**Given records**.
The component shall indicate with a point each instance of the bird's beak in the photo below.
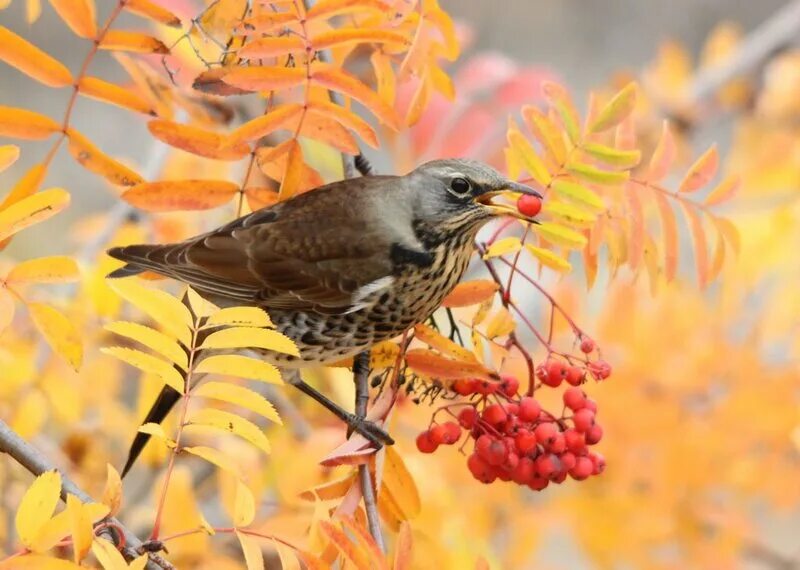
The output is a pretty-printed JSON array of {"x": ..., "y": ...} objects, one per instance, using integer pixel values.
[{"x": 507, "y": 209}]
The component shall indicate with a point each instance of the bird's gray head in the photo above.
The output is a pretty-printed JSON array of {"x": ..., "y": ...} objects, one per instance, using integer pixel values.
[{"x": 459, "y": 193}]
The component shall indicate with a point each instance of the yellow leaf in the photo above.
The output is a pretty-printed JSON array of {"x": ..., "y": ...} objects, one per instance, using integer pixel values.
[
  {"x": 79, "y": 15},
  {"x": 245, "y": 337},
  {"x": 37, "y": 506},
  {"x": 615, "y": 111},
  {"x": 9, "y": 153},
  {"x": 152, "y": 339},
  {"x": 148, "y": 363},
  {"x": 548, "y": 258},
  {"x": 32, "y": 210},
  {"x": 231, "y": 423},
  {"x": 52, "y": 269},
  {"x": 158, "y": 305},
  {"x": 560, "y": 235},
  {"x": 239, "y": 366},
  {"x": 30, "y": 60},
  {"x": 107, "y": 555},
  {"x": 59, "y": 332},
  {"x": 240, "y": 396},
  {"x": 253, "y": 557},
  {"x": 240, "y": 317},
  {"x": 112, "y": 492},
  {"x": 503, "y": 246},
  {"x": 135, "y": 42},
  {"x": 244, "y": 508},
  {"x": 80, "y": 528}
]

**What is needed**. Pull every line of the data above verbatim into your answer, leaving out the pictures.

**Task result**.
The component shall indicate with a point each instance of the bird's beak in the photo below.
The output is a pretty-printed JSON array of {"x": ..., "y": ...} objects, one per instance, using integer pixel values.
[{"x": 507, "y": 209}]
The component shall indicate with a point each instance of the bird's gray head in the photo above.
The output is a pretty-printed JSON array of {"x": ..., "y": ...} objects, one per instance, using integer pixel values.
[{"x": 459, "y": 193}]
The component shall indicate with a point each instance of the yellow leaf in the photo above.
The output is a pretty-printed JSON array of {"x": ..., "y": ...} objects, one per instance, using integer pixel values.
[
  {"x": 79, "y": 15},
  {"x": 245, "y": 337},
  {"x": 37, "y": 506},
  {"x": 615, "y": 111},
  {"x": 9, "y": 153},
  {"x": 152, "y": 339},
  {"x": 148, "y": 363},
  {"x": 548, "y": 258},
  {"x": 32, "y": 210},
  {"x": 231, "y": 423},
  {"x": 52, "y": 269},
  {"x": 158, "y": 305},
  {"x": 560, "y": 235},
  {"x": 239, "y": 366},
  {"x": 30, "y": 60},
  {"x": 107, "y": 555},
  {"x": 59, "y": 332},
  {"x": 240, "y": 396},
  {"x": 253, "y": 557},
  {"x": 240, "y": 317},
  {"x": 112, "y": 492},
  {"x": 503, "y": 246},
  {"x": 135, "y": 42},
  {"x": 244, "y": 508},
  {"x": 80, "y": 528}
]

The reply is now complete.